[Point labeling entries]
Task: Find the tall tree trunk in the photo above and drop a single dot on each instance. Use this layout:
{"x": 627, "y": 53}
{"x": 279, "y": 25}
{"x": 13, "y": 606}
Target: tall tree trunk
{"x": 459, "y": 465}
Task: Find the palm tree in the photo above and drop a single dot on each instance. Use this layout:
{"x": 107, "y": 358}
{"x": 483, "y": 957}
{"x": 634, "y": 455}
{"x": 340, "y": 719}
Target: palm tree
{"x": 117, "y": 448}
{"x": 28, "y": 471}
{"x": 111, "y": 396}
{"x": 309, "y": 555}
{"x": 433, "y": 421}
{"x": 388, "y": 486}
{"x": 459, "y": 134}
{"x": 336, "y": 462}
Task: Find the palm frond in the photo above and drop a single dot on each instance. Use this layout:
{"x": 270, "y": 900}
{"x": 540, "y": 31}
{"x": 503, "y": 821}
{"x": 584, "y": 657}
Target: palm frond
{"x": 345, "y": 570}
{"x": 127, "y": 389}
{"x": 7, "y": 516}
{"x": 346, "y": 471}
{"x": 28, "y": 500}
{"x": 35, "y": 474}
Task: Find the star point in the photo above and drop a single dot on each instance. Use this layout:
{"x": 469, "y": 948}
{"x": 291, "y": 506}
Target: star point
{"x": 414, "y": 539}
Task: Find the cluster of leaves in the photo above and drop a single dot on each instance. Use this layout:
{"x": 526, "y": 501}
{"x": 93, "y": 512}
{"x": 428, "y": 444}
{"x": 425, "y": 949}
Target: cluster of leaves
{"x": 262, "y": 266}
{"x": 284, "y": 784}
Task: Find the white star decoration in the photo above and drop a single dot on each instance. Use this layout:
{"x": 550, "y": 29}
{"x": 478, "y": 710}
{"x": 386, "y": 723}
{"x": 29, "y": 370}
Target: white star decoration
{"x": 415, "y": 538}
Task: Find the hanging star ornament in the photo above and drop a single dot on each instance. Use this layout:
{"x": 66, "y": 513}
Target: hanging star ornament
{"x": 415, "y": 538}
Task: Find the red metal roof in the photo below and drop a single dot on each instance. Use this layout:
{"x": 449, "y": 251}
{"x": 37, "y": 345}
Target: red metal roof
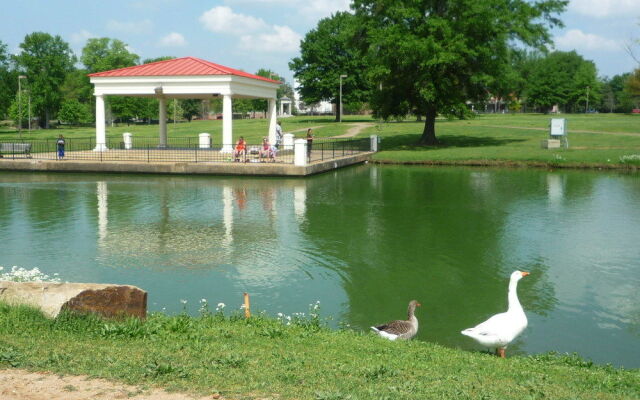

**SET PROBLEM:**
Can you retype all of the entries above word for word, without changing anything, and leave the pictures out?

**SOLUTION FOR THIS EXERCISE:**
Task: Find the tall tree trunk in the photo above and drop a single dot on each instance. Use this layout:
{"x": 627, "y": 53}
{"x": 279, "y": 25}
{"x": 13, "y": 606}
Target: tall tree trunk
{"x": 459, "y": 465}
Task: Find the palm tree in the photo above and drop a single dot on each instance. Use this layout:
{"x": 107, "y": 358}
{"x": 483, "y": 957}
{"x": 634, "y": 455}
{"x": 340, "y": 719}
Target: palm tree
{"x": 117, "y": 448}
{"x": 28, "y": 471}
{"x": 111, "y": 396}
{"x": 309, "y": 555}
{"x": 433, "y": 421}
{"x": 388, "y": 486}
{"x": 459, "y": 134}
{"x": 336, "y": 462}
Task: Find the palm frond in the photo above and drop a single dot on each instance. Use this layout:
{"x": 270, "y": 900}
{"x": 540, "y": 31}
{"x": 503, "y": 821}
{"x": 584, "y": 657}
Target: palm frond
{"x": 345, "y": 570}
{"x": 127, "y": 389}
{"x": 7, "y": 516}
{"x": 346, "y": 471}
{"x": 28, "y": 500}
{"x": 35, "y": 474}
Task: Find the star point in the photo above and drop a single dot on each instance. Use this layout:
{"x": 469, "y": 948}
{"x": 291, "y": 506}
Target: star point
{"x": 414, "y": 539}
Task: Find the cluster of leaves in the photo above and drop a single dot on each instance. Use this layout:
{"x": 526, "y": 501}
{"x": 93, "y": 512}
{"x": 428, "y": 444}
{"x": 425, "y": 949}
Target: cluster of leaves
{"x": 262, "y": 266}
{"x": 284, "y": 784}
Task: Find the white star decoration in the photo above and drop a single dot on each instance. Use this layout:
{"x": 550, "y": 29}
{"x": 478, "y": 710}
{"x": 386, "y": 723}
{"x": 29, "y": 370}
Target: white star decoration
{"x": 415, "y": 538}
Task: Find the hanging star ornament in the photo above and drop a single dot on each instance. Use this layout:
{"x": 66, "y": 513}
Target: hanging star ornament
{"x": 415, "y": 538}
Task: Find the red metal roof in the photo below and drop a single dot on each instance. Use this layout:
{"x": 449, "y": 251}
{"x": 37, "y": 345}
Target: red metal roof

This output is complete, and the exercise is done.